§ WORK INSTRUCTIONS:
Please update the entries below by replacing "named values" with "labeled values" wherever it appears, keeping everything else unchanged.

§ DATA SUPPLIED:

──────────

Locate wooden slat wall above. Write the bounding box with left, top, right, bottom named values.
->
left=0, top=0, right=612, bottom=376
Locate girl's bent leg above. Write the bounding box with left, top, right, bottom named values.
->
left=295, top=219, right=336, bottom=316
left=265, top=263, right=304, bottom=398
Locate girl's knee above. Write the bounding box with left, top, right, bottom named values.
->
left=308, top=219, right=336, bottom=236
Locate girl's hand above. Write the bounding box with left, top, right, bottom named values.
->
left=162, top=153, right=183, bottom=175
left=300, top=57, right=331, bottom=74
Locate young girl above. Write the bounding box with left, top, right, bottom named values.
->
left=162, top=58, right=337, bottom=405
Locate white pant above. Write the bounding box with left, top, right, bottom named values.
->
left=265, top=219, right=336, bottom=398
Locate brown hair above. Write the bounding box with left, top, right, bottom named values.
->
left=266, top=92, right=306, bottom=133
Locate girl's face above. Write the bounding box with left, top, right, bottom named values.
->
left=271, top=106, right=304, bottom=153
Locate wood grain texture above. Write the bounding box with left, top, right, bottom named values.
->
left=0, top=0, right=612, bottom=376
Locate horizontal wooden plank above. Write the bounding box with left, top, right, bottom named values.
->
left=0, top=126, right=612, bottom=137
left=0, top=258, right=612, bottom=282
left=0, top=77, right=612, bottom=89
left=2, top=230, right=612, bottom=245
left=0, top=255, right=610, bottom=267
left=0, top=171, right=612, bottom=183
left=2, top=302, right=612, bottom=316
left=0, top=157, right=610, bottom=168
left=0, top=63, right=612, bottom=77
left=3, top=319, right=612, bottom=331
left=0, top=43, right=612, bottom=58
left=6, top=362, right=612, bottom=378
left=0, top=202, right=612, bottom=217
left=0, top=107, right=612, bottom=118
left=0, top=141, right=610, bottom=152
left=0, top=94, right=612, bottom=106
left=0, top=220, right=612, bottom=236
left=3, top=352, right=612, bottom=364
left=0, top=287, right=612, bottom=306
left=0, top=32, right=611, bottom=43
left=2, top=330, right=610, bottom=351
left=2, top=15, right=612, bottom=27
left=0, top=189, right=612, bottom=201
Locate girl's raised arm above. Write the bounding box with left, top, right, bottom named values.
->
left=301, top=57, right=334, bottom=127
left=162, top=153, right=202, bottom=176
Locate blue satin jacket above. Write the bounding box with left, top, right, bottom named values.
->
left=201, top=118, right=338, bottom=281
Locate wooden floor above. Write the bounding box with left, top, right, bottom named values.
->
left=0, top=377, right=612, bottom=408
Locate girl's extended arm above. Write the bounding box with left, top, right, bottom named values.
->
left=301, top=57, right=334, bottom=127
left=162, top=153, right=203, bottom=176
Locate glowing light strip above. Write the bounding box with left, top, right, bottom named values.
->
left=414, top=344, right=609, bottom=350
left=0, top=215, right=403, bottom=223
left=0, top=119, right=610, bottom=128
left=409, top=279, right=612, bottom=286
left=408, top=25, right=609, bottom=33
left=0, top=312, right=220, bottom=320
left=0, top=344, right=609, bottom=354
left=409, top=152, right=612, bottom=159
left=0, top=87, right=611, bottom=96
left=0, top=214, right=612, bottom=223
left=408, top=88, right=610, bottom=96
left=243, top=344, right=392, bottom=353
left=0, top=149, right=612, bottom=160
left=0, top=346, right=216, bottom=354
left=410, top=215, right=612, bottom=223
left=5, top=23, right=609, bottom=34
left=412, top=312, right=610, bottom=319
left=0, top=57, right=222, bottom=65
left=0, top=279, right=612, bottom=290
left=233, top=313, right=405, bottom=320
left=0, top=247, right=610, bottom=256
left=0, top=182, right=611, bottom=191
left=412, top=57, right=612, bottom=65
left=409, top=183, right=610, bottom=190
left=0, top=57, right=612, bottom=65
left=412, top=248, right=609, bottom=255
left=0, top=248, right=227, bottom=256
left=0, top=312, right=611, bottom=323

──────────

§ EXERCISE OUTPUT:
Locate wooden slat wall above. Write the bounding box with left, top, right, bottom labeled values.
->
left=0, top=0, right=612, bottom=376
Locate girl's bent leg above. Write the bounding box with left, top, right, bottom labeled values.
->
left=295, top=219, right=336, bottom=316
left=265, top=263, right=304, bottom=398
Locate girl's knee above. Write the bounding box with left, top, right, bottom labeled values.
->
left=308, top=219, right=336, bottom=236
Locate girl's hand above. Write the bounding box with left, top, right, bottom labeled values.
->
left=162, top=153, right=183, bottom=175
left=300, top=57, right=331, bottom=74
Locate young girl above. Write the bounding box with left, top, right, bottom labeled values.
->
left=162, top=58, right=337, bottom=405
Locate white pant above. Write the bounding box with left, top, right, bottom labeled values.
->
left=265, top=219, right=336, bottom=398
Locate brown hair above. Write the bounding box with left, top, right, bottom labeled values.
->
left=266, top=92, right=306, bottom=133
Locate girl's face above. Write the bounding box with left, top, right, bottom labeled values.
->
left=271, top=106, right=304, bottom=153
Locate wood grain texture above. Write the bounding box with left, top, right, bottom labeled values.
->
left=0, top=0, right=612, bottom=376
Locate horizontal wooden plank above. Write the bounding box with left, top, right, bottom labeled values.
->
left=0, top=126, right=612, bottom=137
left=0, top=258, right=612, bottom=282
left=0, top=77, right=612, bottom=89
left=2, top=230, right=612, bottom=245
left=0, top=255, right=610, bottom=267
left=0, top=171, right=612, bottom=183
left=2, top=302, right=612, bottom=316
left=0, top=157, right=610, bottom=168
left=0, top=63, right=612, bottom=77
left=3, top=319, right=612, bottom=331
left=0, top=43, right=612, bottom=58
left=6, top=362, right=612, bottom=378
left=0, top=202, right=612, bottom=217
left=0, top=107, right=612, bottom=118
left=0, top=141, right=610, bottom=152
left=0, top=94, right=612, bottom=106
left=0, top=220, right=612, bottom=236
left=3, top=352, right=612, bottom=364
left=0, top=287, right=612, bottom=306
left=0, top=32, right=611, bottom=43
left=2, top=330, right=610, bottom=351
left=2, top=15, right=612, bottom=27
left=0, top=189, right=612, bottom=201
Locate girl's raised arm above. Write the bounding box with left, top, right, bottom labeled values.
->
left=301, top=57, right=334, bottom=127
left=162, top=153, right=202, bottom=176
Locate blue satin jacket above. Write the bounding box with left, top, right, bottom labeled values.
->
left=201, top=118, right=338, bottom=281
Locate wooden floor above. Write the bounding box with left, top, right, bottom labeled values.
->
left=0, top=377, right=612, bottom=408
Locate girl's extended arm above. Write the bounding box with left, top, right, bottom labeled values.
->
left=301, top=57, right=334, bottom=127
left=162, top=153, right=203, bottom=176
Locate glowing light strip above. Write the bounding box with left, top, right, bottom labeled values.
->
left=414, top=344, right=609, bottom=350
left=0, top=215, right=403, bottom=223
left=0, top=119, right=610, bottom=128
left=409, top=279, right=612, bottom=286
left=408, top=25, right=609, bottom=33
left=0, top=312, right=220, bottom=320
left=0, top=344, right=609, bottom=354
left=409, top=152, right=612, bottom=159
left=0, top=87, right=611, bottom=96
left=0, top=214, right=612, bottom=223
left=408, top=88, right=610, bottom=96
left=243, top=344, right=392, bottom=353
left=0, top=149, right=612, bottom=160
left=0, top=346, right=216, bottom=354
left=410, top=215, right=612, bottom=223
left=5, top=23, right=609, bottom=34
left=412, top=312, right=610, bottom=319
left=0, top=57, right=222, bottom=65
left=0, top=279, right=612, bottom=290
left=233, top=313, right=405, bottom=320
left=0, top=247, right=610, bottom=256
left=0, top=182, right=611, bottom=191
left=412, top=57, right=612, bottom=65
left=409, top=183, right=610, bottom=190
left=0, top=57, right=612, bottom=65
left=412, top=248, right=609, bottom=255
left=0, top=248, right=227, bottom=256
left=0, top=312, right=611, bottom=323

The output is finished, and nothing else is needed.